GOAL OF THE EXERCISE →
Put the lines below into a Markdown table with the columns Row and Line text. Number the rows, and leave out blank lines and the pictures.

RECORDS PROVIDED →
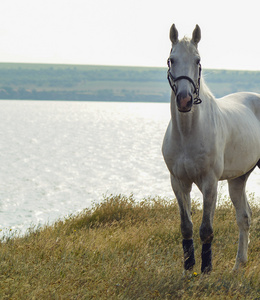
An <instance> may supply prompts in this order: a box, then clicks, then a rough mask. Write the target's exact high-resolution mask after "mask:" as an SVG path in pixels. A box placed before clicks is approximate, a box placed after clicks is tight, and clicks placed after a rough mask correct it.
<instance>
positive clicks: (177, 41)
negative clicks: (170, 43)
mask: <svg viewBox="0 0 260 300" xmlns="http://www.w3.org/2000/svg"><path fill="white" fill-rule="evenodd" d="M170 40H171V42H172V43H173V45H175V44H177V43H178V41H179V40H178V31H177V29H176V27H175V24H172V26H171V29H170Z"/></svg>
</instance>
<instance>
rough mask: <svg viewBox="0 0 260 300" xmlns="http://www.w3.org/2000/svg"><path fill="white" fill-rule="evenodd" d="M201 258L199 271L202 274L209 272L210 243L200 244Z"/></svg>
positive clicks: (211, 253)
mask: <svg viewBox="0 0 260 300" xmlns="http://www.w3.org/2000/svg"><path fill="white" fill-rule="evenodd" d="M201 259H202V264H201V272H202V273H204V274H209V273H210V272H211V271H212V251H211V243H209V244H203V245H202V252H201Z"/></svg>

EXERCISE OUTPUT →
| Row | Line text |
|---|---|
| 1 | An <instance> may supply prompts in this order: a box, then clicks, then a rough mask. Write the target's exact high-resolution mask after "mask:" as an SVG path in pixels. A box placed before clicks is approximate, a box placed after clicks is tight, and clicks placed after a rough mask correct it. |
| 2 | <instance> |
| 3 | positive clicks: (177, 41) |
| 4 | negative clicks: (170, 43) |
| 5 | mask: <svg viewBox="0 0 260 300" xmlns="http://www.w3.org/2000/svg"><path fill="white" fill-rule="evenodd" d="M170 40H171V42H172V43H173V45H175V44H177V43H178V41H179V40H178V31H177V29H176V27H175V24H172V26H171V29H170Z"/></svg> |
| 6 | </instance> |
| 7 | <instance> |
| 8 | rough mask: <svg viewBox="0 0 260 300" xmlns="http://www.w3.org/2000/svg"><path fill="white" fill-rule="evenodd" d="M201 258L199 271L202 274L209 272L210 243L200 244Z"/></svg> |
| 9 | positive clicks: (211, 253) |
| 10 | mask: <svg viewBox="0 0 260 300" xmlns="http://www.w3.org/2000/svg"><path fill="white" fill-rule="evenodd" d="M201 259H202V264H201V272H202V273H204V274H209V273H210V272H211V271H212V251H211V243H209V244H203V245H202V252H201Z"/></svg> |